### EXERCISE PROMPT
Write out every single entry exactly.

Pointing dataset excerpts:
★ ★ ★ ★ ★ ★ ★

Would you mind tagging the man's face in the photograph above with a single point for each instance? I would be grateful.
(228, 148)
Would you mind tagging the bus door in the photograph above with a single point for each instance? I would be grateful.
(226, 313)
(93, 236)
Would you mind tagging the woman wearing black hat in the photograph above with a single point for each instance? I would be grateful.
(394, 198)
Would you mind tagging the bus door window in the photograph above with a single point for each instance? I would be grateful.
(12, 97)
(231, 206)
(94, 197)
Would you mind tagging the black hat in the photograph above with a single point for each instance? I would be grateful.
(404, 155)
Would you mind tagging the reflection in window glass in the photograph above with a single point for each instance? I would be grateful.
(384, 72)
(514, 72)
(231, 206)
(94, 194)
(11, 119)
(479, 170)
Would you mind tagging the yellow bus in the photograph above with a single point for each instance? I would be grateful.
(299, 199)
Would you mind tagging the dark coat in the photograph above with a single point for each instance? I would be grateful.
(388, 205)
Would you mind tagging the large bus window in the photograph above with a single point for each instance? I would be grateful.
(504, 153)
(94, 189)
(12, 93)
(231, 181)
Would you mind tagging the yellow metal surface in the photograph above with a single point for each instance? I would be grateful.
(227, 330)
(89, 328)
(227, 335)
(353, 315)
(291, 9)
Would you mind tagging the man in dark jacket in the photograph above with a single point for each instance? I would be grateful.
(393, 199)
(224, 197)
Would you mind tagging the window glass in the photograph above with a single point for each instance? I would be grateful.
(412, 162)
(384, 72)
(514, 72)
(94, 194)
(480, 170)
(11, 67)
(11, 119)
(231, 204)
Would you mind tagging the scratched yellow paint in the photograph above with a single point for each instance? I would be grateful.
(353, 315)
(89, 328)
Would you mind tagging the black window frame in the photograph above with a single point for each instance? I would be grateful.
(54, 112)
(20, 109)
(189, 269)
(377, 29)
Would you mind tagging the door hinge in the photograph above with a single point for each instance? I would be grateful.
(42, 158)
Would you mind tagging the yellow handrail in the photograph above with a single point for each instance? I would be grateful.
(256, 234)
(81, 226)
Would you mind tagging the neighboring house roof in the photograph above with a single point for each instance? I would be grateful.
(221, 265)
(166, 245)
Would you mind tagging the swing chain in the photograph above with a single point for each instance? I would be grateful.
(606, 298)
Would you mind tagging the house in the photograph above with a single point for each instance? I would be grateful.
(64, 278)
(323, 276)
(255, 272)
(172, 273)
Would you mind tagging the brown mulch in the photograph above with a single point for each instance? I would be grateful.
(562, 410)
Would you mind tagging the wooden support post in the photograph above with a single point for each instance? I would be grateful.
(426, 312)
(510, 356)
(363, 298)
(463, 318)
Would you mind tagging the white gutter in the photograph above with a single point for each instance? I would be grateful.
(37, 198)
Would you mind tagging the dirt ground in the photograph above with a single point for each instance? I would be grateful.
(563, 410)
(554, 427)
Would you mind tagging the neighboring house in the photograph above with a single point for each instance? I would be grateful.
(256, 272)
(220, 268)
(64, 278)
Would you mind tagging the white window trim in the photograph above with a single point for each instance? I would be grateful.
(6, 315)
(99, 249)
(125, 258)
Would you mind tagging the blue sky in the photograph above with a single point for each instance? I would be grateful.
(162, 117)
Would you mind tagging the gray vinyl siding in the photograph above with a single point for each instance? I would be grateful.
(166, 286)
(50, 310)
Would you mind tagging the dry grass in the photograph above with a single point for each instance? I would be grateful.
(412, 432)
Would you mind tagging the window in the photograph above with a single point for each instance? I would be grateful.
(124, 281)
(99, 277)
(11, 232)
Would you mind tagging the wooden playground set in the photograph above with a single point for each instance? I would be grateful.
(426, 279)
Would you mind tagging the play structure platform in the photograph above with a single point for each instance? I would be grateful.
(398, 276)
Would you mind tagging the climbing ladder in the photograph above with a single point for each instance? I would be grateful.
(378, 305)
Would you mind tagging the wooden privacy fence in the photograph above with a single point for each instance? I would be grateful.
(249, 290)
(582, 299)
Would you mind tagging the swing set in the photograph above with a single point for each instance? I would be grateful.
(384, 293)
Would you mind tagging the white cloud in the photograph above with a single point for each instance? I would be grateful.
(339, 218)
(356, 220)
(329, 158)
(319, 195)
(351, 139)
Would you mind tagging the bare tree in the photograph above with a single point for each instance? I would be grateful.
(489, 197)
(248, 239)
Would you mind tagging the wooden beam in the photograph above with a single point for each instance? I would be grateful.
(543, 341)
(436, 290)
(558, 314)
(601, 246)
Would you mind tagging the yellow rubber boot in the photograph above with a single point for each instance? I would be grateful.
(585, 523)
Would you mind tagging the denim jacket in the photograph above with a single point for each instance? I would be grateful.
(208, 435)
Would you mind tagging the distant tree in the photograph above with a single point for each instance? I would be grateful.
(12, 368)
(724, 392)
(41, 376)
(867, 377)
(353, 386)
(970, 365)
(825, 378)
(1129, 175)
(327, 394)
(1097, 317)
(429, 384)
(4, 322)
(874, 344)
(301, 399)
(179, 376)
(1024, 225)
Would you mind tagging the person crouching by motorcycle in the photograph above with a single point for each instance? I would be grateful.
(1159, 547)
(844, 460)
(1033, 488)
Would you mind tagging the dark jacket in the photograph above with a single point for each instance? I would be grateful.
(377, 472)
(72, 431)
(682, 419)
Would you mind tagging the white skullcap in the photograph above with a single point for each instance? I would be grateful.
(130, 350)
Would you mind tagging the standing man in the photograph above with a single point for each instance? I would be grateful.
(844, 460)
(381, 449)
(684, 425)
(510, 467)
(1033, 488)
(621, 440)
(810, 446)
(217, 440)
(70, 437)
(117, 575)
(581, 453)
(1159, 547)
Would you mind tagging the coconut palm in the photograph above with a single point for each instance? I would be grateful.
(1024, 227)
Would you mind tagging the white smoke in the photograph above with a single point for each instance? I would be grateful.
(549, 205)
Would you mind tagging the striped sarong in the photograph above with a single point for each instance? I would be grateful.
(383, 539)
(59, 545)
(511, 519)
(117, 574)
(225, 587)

★ ★ ★ ★ ★ ★ ★

### RESPONSE TO THIS TASK
Would you mind tagging the man's face in the photograph above with a single point for each instance? I would be grateful.
(228, 148)
Would you mind tagging the bus door in the photograph above with a single point for each instance? I would be grateful.
(226, 313)
(93, 236)
Would you mind tagging the woman wearing black hat in the photograph above with a single point for each instance? I would be grateful.
(394, 198)
Would you mind tagging the bus door window in the photograph above with a single point for each instance? I would be grateful.
(12, 97)
(231, 206)
(94, 197)
Would you mind tagging the black hat in the photograph above with a single point for each instance? I would be grateful.
(404, 155)
Would you mind tagging the reflection in window glass in the photograph above with a single point for each instance? I would be grateful.
(384, 72)
(514, 72)
(231, 206)
(94, 194)
(11, 119)
(479, 170)
Would you mind tagging the yellow bus in the photograph above with a single point for each instance? I would be grateful.
(299, 199)
Would you mind tagging the dark coat in the photograph above with a single point for each instance? I would be grateful.
(388, 205)
Would you mind tagging the large bus window in the photograph above with a single point for each instance? I would be grateful.
(504, 153)
(94, 189)
(12, 93)
(231, 181)
Would you mind tagging the yellow metal surface in the photograph above with a single point for each instance? I would be grateful.
(227, 330)
(89, 328)
(227, 335)
(353, 315)
(291, 9)
Would you mind tagging the man in dark jacket in the photograph above with a single point for each instance? I would be grateful.
(393, 199)
(224, 197)
Would you mind tagging the window glass in the photograph above with a single point for each instance? I would be grateful.
(412, 162)
(384, 72)
(514, 72)
(94, 194)
(480, 170)
(11, 67)
(11, 119)
(231, 204)
Would you mind tagging the scratched yellow paint in the photograph above with a single point for each instance? I would be grateful.
(353, 315)
(89, 328)
Would you mind tagging the black window frame in the photograph above with a single point for each instance? I would be grateful.
(54, 112)
(20, 109)
(189, 269)
(377, 29)
Would you mind tagging the door hinge in the photograph above with a single point for each instance? I would be grateful.
(42, 158)
Would you mind tagging the yellow handrail in the photograph above with a single point for each instance? I would be grateful.
(256, 234)
(81, 226)
Would you mind tagging the neighboring house roof in the photograph above with a single point for each instance? I would be grateful.
(221, 265)
(166, 245)
Would you mind tagging the swing chain in the photograph above with a single point for each instance? I would be grateful.
(606, 298)
Would you mind tagging the house in the photograph above with a single point for each instance? I would be grateful.
(64, 278)
(323, 276)
(255, 272)
(172, 273)
Would you mind tagging the brown mulch in the photograph above with a single point for each instance? I would be grateful.
(562, 410)
Would you mind tagging the wooden support post in the photograph above with a single point for each instance? I would be grateful.
(426, 312)
(510, 356)
(363, 298)
(463, 318)
Would you mind tagging the white gutter in the photograph above with a single point for each instance? I would be grateful.
(37, 198)
Would you mind tagging the dirt ground in the photograph above with a single point for each instance? I would be grateful.
(563, 410)
(554, 427)
Would you mind tagging the neighboring house in the photograph above with a single point for each instance? I would be grateful.
(256, 272)
(220, 268)
(64, 278)
Would you mind tagging the white window trim in the photograph above with a single point for each instance? I would be grateful.
(6, 315)
(99, 249)
(125, 258)
Would you mind tagging the blue sky in the photograph above with a single point for each instance? I would be grateful.
(162, 117)
Would you mind tagging the gray vinyl siding in the photograph above with a single point for each instance? I would be grateful.
(166, 286)
(50, 310)
Would you mind tagging the dry grass in the photograph above with a single point for each instance? I would be grateful.
(412, 432)
Would you mind tagging the window in the photograph above with a single point for each instance? I would be grateful.
(124, 281)
(99, 277)
(11, 232)
Would you mind tagging the wooden playground set in the photograph above with a single point for each instance? I would be grateful.
(426, 279)
Would you mind tagging the play structure platform in the photograph above with a single point for each instance? I would be grateful.
(398, 276)
Would you mind tagging the climbing ladder in the photograph above with a single point for each instance? I would be grateful.
(378, 305)
Would you mind tagging the wooden privacy fence in the photograph above with a single point for each instance? I would be grateful.
(249, 290)
(582, 299)
Would you mind tagging the swing set in the photograph above with a single point for each instance? I would be grateful.
(384, 293)
Would you mind tagging the white cloud in the photograph above with a single point for each instance? I would be grateful.
(339, 218)
(356, 220)
(329, 158)
(319, 195)
(351, 139)
Would you mind tagging the bare tree in the photograph above with a single point for each instance? I would be grateful.
(489, 197)
(248, 239)
Would you mind tagging the wooden beam in the photograph above with a single point for each instance? I would be grateful.
(543, 341)
(436, 290)
(558, 314)
(601, 246)
Would you mind tagging the yellow rubber boot in the photograph above with a single point for each instance? I would be grateful.
(585, 523)
Would you mind tagging the denim jacket in the photograph above with a single point for each instance? I would be grateful.
(208, 435)
Would you mind tagging the distant tree in the photograph above with a single point for each instance? I would be grateful.
(12, 368)
(724, 392)
(41, 376)
(867, 377)
(353, 386)
(970, 365)
(825, 378)
(1129, 175)
(327, 394)
(1097, 317)
(429, 384)
(4, 322)
(874, 344)
(301, 399)
(179, 376)
(1024, 225)
Would you mind tagging the person crouching by motorcycle in the photograph above with a single point for each instance? I would be grateful.
(1159, 547)
(844, 460)
(1033, 488)
Would you mind tagging the dark jacket in the photograph above with a single point for each instance? I would be grateful.
(377, 472)
(72, 431)
(682, 419)
Would you mind tagging the white skullcap in the photograph above with a single point for each instance? I would be grateful.
(130, 350)
Would you mind tagging the standing man in the photograph above with a single point for each instance? I would be grateful.
(844, 460)
(381, 449)
(684, 425)
(510, 467)
(1033, 488)
(621, 440)
(810, 446)
(217, 440)
(70, 437)
(117, 575)
(581, 453)
(1159, 547)
Would you mind tagging the coconut palm in the photograph above with a single point for each instance? I would be grateful.
(1024, 227)
Would you mind tagging the white smoke in the photograph above with a single point for each instance? I would be grateful.
(549, 205)
Would you mind tagging the striped sarong in the photograph above with a single point for each instance? I would be grateful.
(383, 539)
(59, 545)
(511, 519)
(117, 574)
(225, 587)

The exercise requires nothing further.